#### TEXT BLOCK
Zone 1 stretches from Ozarks Technical Community College to the Springfield-Branson National Airport, Greene County Jail, and the Frisco Highline Trail. Northwest Springfield also spans areas between the eFactory downtown to Historic Commercial Street, the Ozark Empire Fairgrounds, and one of the newer subdivisions behind Lowe’s on I-44 and Kansas Expressway. In between these landmarks of Zone 1 are 10 registered neighborhoods: Doling, the western sections of Robberson, Woodland Heights, Midtown, the northern sections of West Central, Westside Betterment, Bissett, Heart of the Westside, Tom Watkins and Grant Beach.

Roughly 40,000+ people reside in Zone 1 and our reputation of high poverty and crime precedes us. This narrative has cemented many negative perceptions and stereotypes of our area, which also happens to have the greatest number of vacant homes and rental property neglected and abandoned by private property owners.

#### DATASET EXCERPTS

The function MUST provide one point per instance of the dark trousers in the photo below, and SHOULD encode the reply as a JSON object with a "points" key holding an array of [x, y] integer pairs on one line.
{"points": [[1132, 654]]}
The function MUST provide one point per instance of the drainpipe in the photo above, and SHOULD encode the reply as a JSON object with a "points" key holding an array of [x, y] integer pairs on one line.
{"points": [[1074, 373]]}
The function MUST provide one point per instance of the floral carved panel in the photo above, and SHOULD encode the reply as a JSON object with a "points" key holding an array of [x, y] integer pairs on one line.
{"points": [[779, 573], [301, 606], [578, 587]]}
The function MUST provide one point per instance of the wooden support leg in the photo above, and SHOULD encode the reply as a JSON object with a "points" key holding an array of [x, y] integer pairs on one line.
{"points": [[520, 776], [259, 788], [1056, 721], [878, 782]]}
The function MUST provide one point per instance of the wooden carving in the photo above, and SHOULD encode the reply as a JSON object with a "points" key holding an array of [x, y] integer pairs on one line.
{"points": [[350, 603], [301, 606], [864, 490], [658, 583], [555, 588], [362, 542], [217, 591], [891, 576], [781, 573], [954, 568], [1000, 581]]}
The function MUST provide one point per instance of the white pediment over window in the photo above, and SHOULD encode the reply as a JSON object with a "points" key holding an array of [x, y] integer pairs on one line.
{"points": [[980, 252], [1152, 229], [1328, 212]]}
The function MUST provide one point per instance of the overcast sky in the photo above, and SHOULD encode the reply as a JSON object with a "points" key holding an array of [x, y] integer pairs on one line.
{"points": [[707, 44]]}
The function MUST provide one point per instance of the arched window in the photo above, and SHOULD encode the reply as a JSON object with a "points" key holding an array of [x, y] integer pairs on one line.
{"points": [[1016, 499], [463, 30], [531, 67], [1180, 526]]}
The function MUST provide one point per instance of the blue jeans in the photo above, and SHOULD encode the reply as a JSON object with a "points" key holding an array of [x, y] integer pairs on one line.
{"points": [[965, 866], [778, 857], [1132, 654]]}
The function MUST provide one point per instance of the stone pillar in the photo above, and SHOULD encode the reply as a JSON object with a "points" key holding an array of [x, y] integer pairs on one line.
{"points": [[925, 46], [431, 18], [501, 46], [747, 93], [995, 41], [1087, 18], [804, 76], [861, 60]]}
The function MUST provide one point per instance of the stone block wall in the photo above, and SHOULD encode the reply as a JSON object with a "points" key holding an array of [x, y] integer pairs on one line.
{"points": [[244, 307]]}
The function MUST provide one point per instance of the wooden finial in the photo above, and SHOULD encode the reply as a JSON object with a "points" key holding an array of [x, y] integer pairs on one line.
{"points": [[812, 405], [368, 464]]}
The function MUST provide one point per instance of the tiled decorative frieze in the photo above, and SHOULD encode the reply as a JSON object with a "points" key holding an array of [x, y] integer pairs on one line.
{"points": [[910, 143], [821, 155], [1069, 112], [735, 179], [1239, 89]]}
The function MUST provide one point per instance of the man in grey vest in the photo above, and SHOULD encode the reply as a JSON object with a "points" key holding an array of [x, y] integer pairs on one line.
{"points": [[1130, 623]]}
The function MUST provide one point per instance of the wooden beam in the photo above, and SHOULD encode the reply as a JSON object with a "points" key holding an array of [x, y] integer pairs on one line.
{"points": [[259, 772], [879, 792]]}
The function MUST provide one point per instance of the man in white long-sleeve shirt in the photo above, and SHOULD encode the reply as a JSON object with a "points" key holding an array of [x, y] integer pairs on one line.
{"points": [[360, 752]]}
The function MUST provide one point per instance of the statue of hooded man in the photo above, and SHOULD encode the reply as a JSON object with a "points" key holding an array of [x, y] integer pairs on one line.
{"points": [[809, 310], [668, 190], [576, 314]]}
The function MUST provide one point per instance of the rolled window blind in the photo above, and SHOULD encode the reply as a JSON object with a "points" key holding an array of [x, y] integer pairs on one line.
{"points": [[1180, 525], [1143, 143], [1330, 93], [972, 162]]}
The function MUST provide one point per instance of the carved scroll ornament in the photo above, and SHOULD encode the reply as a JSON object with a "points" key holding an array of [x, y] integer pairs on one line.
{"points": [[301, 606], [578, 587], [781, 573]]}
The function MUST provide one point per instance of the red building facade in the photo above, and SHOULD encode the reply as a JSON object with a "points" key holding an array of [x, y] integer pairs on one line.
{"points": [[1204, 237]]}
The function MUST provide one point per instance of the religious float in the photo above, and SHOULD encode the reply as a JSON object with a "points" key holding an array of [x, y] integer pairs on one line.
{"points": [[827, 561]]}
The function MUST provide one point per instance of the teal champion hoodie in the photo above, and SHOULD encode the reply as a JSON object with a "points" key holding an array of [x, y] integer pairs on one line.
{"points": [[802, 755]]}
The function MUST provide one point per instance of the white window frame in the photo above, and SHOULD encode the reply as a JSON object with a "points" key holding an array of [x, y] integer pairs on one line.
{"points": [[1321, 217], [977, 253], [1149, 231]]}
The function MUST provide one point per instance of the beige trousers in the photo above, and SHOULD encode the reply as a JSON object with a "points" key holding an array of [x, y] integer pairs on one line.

#### EXERCISE
Using the text on Zone 1, decide whether each statement agrees with it. Answer yes or no for each, quoting the deciding words. 1. Zone 1 contains 10 registered neighborhoods. 2. Fewer than 40,000 people live in Zone 1. 3. Zone 1 includes the eastern sections of Robberson.

#### THE COMPLETED TASK
1. Yes: "In between these landmarks of Zone 1 are 10 registered neighborhoods"
2. No: "Roughly 40,000+ people reside in Zone 1"
3. No: "the western sections of Robberson"